DOCUMENT SECTION:
━━━━━━━━━━

Over the past decade, the enterprise has made a move from the data center to the cloud. This move provided challenges, opportunities, and hard-won lessons learned. The story of the cloud is a story of the evolution of computing – the transformation that hardware, software, and architecture has undergone.
The background leading to serverless
Physical servers, racked and mounted in your data center, used to be the only way to run software on a large scale. These physical servers ran a specific operating system and application that met usage demands. Provisioned resources were proportional to the peak demand — not regular demand. Overprovisioned servers were necessary to remain reliable under load. These resulted in wasted time and money operating at capacities many times over the norm.
With the advent of virtualization, a single physical server could run many applications. But the same underlying, hardware-driven limitations remained. Enterprises still needed to manage enough capacity to meet peak demands. Enterprises still needed to manage operating systems, security updates, and software integrations. Enterprises still needed to house, power, climate control, and secure the physical servers.
Moving to the cloud freed the enterprise from the limitations of physical servers. Actions like scaling became exercises in configuration and not hardware procurement. Embracing the cloud was an enormous step toward operational efficiency and agility.
As enterprise computing evolved, hardware became virtual and then invisible. Focus turned to abstract away the operating system, security patching, and integrations. Software and services by cloud providers, such as Amazon Web Services (AWS), made the infrastructure necessary to build complex solutions an afterthought. Enterprises can now focus on delivering value instead of delivering infrastructure.

━━━━━━━━━━

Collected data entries
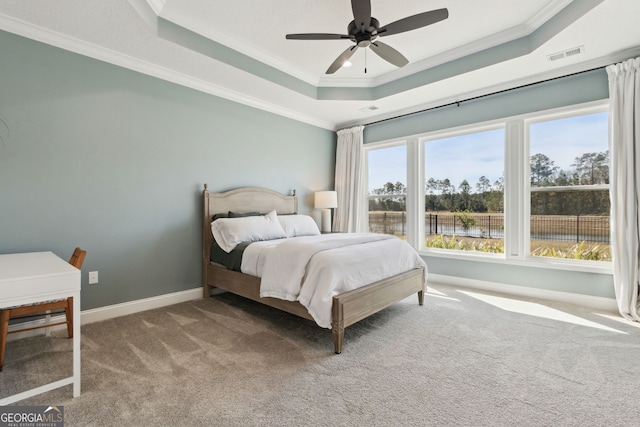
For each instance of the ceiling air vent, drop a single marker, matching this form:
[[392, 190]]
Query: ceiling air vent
[[567, 53]]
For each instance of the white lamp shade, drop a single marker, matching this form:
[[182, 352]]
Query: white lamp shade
[[326, 199]]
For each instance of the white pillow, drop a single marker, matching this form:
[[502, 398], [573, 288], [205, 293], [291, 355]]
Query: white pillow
[[298, 225], [228, 232]]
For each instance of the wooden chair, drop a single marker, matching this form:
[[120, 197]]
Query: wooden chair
[[39, 310]]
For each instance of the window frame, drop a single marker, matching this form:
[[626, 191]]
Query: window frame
[[516, 188]]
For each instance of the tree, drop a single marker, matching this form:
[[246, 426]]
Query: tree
[[542, 170], [592, 168], [389, 203], [465, 195]]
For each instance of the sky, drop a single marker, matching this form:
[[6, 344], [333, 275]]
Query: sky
[[482, 154]]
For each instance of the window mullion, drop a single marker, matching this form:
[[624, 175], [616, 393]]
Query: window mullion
[[515, 191], [415, 194]]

━━━━━━━━━━

QUESTIONS ON THE MATERIAL:
- a) Reproduce the passage of the text on the move to the cloud starting at "With the advent" and ending at "efficiency and agility.".
- b) Carry on the text about the move from the data center to the cloud, picking up after its final sentence.

RESULTS:
- a)
With the advent of virtualization, a single physical server could run many applications. But the same underlying, hardware-driven limitations remained. Enterprises still needed to manage enough capacity to meet peak demands. Enterprises still needed to manage operating systems, security updates, and software integrations. Enterprises still needed to house, power, climate control, and secure the physical servers.
Moving to the cloud freed the enterprise from the limitations of physical servers. Actions like scaling became exercises in configuration and not hardware procurement. Embracing the cloud was an enormous step toward operational efficiency and agility.

- b)
In a nutshell, what is serverless?
Serverless is building solutions that cut infrastructure management and maximize innovation. Serverless eliminates managing servers and the costs incurred operating them. Instead of provisioning and managing resources yourself, cloud providers perform those tasks. Cloud services like AWS Lambda only charge for resources consumed — you do not pay for idle time.
After offloading server responsibilities to AWS, what's left for your developers to do? They can focus on building solutions that maximize your differentiators.
Example business case that benefits from serverless
Suppose a medical device manufacturer receives orders from a hospital throughout the day. Each night, the manufacturer generates reports comparing order quantities against current inventory. These reports allow the manufacturer to anticipate what items need manufacturing. Additionally, the report includes a list of raw materials required and recommends factories that reduce shipping time and costs.
A traditional app architecture may look like this:
A serverless approach to the application looks like the following:
The applications perform the same tasks and meet the same business outcomes. The critical difference is in "how?" and "how much does it cost?" These questions and their answers illustrate how the two approaches are quite different.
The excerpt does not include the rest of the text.